/---

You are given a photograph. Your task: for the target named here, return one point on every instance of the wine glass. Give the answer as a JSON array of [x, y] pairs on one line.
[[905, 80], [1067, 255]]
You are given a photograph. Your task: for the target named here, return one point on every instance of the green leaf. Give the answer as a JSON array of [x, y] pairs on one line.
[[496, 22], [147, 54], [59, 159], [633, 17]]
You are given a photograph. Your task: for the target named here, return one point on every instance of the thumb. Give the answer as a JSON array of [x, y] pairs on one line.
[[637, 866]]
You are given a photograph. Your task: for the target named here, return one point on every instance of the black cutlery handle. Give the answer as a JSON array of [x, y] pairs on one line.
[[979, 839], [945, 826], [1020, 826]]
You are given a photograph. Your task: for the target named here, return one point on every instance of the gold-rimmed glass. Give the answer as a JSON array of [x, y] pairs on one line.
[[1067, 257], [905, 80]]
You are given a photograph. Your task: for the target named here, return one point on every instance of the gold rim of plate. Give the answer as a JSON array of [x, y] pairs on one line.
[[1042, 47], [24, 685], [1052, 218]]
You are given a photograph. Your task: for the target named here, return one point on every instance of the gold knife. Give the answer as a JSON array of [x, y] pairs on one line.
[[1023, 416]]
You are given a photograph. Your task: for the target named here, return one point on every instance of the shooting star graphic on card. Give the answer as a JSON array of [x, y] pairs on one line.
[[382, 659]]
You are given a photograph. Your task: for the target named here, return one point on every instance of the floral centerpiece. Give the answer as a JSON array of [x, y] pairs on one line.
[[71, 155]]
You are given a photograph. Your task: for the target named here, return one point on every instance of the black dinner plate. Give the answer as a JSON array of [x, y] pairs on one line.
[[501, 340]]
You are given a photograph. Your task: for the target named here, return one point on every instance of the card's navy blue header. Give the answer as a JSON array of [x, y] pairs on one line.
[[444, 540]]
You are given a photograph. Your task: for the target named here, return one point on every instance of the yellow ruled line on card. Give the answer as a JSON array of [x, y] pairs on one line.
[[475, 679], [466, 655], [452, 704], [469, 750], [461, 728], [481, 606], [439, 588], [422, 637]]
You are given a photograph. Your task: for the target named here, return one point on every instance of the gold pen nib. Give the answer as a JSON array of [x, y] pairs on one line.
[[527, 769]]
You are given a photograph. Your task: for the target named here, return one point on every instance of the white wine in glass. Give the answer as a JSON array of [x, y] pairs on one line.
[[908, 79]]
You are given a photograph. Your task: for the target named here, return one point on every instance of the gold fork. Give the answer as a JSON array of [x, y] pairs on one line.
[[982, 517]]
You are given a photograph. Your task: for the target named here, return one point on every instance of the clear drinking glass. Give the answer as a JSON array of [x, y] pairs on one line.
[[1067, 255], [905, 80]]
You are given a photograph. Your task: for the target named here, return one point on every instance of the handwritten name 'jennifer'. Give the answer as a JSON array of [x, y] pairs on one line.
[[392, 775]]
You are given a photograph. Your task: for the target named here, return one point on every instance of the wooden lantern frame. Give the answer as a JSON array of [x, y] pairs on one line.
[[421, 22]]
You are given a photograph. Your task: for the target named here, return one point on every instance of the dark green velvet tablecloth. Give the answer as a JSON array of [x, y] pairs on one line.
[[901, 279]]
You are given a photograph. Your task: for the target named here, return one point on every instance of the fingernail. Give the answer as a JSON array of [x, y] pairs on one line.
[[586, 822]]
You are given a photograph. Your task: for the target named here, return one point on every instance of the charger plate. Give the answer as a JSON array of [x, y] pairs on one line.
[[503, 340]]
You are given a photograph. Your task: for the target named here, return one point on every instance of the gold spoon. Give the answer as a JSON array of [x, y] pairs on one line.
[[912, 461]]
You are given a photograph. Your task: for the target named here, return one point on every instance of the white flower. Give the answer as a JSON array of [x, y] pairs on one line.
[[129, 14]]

\---

TASK REQUIREMENTS: Starting at the line that has "the gold knife." and stopping after the line that has "[[501, 340]]", can you rewrite those items with "floral centerpiece" changed to "flower arrangement" and everything else left the same?

RESULT FOR THIS EXERCISE:
You are given a photograph. Your task: for the target named here, return one point on every instance of the gold knife. Give the answer as a JSON array of [x, y] pairs on one line.
[[1023, 416]]
You are given a photograph. Your task: for the target named here, return one point on every instance of the shooting star graphic on card. Give the answer as a JSON array of [x, y] pairs on one line.
[[382, 659]]
You are given a photograph. Your task: for the target named here, return one point on every instance of the flower arrangement. Give the answer as a JSON array of [x, y] pairs on one line.
[[71, 155]]
You are given a photograph. Your task: for the target named here, return one point on every instance of the black dinner plate. Give the answer as a JSON array of [x, y] pairs on one line.
[[501, 340]]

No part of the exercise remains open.